● DOCUMENT TEXT:
FEATURES OF ALUMINUM DISC PRODUCTION TECHNOLOGY Текст научной статьи по специальности «Технологии материалов»

SRSTI 55.15.17

https://doi.org/10.48081/SPJD4574

*Yu. i. Shadrin

Vector LLP, Republic of Kazakhstan, Pavlodar,

FEATURES oF ALUMiNUM DISC PRoDUcTioN TEcHNoLoGY

The technology features of cast aluminum discs production in the conditions of «Vector» LLP are presented. Aluminum alloy AK-12 smelting process in induction crucible furnaces is described in detail. Results of industrial experiments conducted to reduce the melting time are presented. Initially, the task was set to find the optimal permissible metal residue (swamp) in the furnace after the melting was drained. Based on the results obtained, the optimal mass of the swamp was revealed to be 100 kg.

A series of experimental melting was also carried out in order to identify the difference in the melting duration of the heated billet and the billet at room temperature. In the conditions of production of the enterprise «Vector» LLP, a reduction in the duration of melting by 25 minutes was achieved by using the melting method «in the swamp». Also, the preheating of charge materials in the space of the heating furnace contributed to the reduction of the melting time by 10—15 minutes. Before making changes to the technology, a maximum of 12 melts were carried out per day, taking into account the time for cleaning the furnace crucible and the process of draining metal from the furnace space. After the changes were made, the melts number and volume being metal smelted increased almost twice. This allowed the company to simultaneously put into operation four casting machines, which are supplied with metal by only one induction furnace with a capacity of 700 kg.

● STORED DATA:
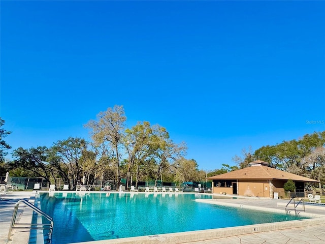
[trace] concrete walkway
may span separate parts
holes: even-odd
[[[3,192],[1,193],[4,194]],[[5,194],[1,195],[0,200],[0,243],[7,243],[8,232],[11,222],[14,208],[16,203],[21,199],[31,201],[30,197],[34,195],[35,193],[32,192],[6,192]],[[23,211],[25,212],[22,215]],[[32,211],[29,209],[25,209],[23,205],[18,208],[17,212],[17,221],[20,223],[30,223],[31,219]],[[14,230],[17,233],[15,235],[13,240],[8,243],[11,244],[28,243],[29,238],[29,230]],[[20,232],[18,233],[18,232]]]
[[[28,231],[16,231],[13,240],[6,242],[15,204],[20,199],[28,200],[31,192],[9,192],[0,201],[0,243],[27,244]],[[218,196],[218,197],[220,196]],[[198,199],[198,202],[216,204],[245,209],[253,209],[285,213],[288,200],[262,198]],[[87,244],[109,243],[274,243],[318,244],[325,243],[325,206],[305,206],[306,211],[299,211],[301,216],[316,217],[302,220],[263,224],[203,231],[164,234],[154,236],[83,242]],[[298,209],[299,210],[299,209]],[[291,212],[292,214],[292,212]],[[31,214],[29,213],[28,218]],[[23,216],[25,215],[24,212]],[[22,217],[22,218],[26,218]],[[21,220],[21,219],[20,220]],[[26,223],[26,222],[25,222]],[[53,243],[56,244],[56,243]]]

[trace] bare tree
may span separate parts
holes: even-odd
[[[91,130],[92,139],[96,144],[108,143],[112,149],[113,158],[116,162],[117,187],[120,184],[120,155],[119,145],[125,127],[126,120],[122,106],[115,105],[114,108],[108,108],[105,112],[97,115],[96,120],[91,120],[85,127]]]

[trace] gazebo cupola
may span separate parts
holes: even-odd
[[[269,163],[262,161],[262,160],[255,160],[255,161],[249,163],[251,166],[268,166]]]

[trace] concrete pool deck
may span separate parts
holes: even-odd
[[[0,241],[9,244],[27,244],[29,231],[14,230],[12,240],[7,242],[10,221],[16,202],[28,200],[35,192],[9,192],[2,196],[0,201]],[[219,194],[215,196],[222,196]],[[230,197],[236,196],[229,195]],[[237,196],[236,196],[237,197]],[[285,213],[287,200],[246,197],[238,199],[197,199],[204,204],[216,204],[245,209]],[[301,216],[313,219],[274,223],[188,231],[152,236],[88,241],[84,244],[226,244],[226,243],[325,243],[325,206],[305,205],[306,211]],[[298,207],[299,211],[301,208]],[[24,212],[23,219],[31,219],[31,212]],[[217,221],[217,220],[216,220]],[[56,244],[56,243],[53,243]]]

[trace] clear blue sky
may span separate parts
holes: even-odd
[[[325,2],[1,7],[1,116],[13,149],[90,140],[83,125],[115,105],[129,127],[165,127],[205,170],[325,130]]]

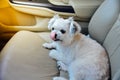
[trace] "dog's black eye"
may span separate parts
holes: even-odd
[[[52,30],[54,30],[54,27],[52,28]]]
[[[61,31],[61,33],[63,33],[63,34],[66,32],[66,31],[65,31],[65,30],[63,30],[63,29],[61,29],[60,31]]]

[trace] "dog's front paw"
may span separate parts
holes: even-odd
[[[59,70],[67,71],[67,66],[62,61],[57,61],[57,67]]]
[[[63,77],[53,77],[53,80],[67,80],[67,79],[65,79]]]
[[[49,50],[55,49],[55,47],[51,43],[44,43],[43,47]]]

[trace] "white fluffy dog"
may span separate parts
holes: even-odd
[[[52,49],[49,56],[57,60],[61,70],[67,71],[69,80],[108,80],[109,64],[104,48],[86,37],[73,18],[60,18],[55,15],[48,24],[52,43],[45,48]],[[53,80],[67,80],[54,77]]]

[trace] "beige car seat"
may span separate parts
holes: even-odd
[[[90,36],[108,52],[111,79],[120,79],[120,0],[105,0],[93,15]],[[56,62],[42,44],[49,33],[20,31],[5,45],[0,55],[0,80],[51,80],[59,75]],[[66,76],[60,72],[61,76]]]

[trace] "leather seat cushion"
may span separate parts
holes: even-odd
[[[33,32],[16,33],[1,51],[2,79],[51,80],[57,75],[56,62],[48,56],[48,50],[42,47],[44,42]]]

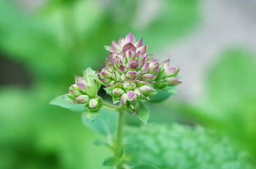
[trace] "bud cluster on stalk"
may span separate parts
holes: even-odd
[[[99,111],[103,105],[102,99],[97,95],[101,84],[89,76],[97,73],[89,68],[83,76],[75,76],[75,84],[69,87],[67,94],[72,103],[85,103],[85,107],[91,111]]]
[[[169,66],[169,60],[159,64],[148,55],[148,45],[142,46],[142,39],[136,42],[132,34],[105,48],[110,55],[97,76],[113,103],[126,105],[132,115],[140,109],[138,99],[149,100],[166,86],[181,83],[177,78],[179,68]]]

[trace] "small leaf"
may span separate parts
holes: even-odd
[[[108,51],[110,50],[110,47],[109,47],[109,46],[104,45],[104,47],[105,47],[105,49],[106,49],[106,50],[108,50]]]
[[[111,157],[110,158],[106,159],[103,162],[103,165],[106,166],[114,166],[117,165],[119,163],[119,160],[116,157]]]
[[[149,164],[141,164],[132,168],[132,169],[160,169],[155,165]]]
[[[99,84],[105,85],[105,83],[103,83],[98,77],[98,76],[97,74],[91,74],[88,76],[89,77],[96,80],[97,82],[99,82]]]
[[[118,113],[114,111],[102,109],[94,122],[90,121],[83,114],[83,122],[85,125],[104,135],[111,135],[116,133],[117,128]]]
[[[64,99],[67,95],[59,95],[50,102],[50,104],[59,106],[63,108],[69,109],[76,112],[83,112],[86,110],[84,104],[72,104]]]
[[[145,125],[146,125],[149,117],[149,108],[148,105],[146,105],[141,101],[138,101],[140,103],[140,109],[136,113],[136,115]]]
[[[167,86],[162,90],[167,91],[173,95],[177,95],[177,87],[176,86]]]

● TASK INSTRUCTIONS:
Continue the article on aluminum disc production technology from the point where it stops. The records were taken from a separate source and are unrelated to the article above them.

● WRITTEN REPLY:
Keywords: aluminum alloys, alloy wheels, melting, induction furnace, productivity.

Introduction

Foundry production has been actively developing recently, new enterprises are emerging. For example, in Krasnoyarsk there are three well-known enterprises engaged in the production of cast car wheels.

K&K is one of the most famous and popular Russian brands engaged in the wheels alloy manufacture based on aluminum alloys. Scad is so popular in Russia that its products are regularly used on many cars. The production is fully equipped with high-tech devices and devices for the manufacture of high-quality products. Japanese and European production lines operate at the plant. Ifri is a fairly young company for creating high-quality discs. The brand has received high reviews from motorists thanks to unique design solutions and high durability of finished models.

Not so long ago, the owners and investors of K&K decided to open a production branch in the territory of the Republic of Kazakhstan to establish a sales market and increase production capacity [1-4].

The enterprise «Vector» LLP was founded in 2017 in the city of Pavlodar. The territory of this production is the rented premises and the adjacent territory of the

enterprise «Gissen Haus». The lessors were also suppliers of liquid aluminum, namely AK-12 alloy. In 2021, two induction furnaces with a volume of 600 kilograms were installed and launched on the territory of Vector LLP. The company has started processing its own waste in the form of chips and defective discs.

The technology of production of cast aluminum alloy wheels is simple and has six main stages [5-7].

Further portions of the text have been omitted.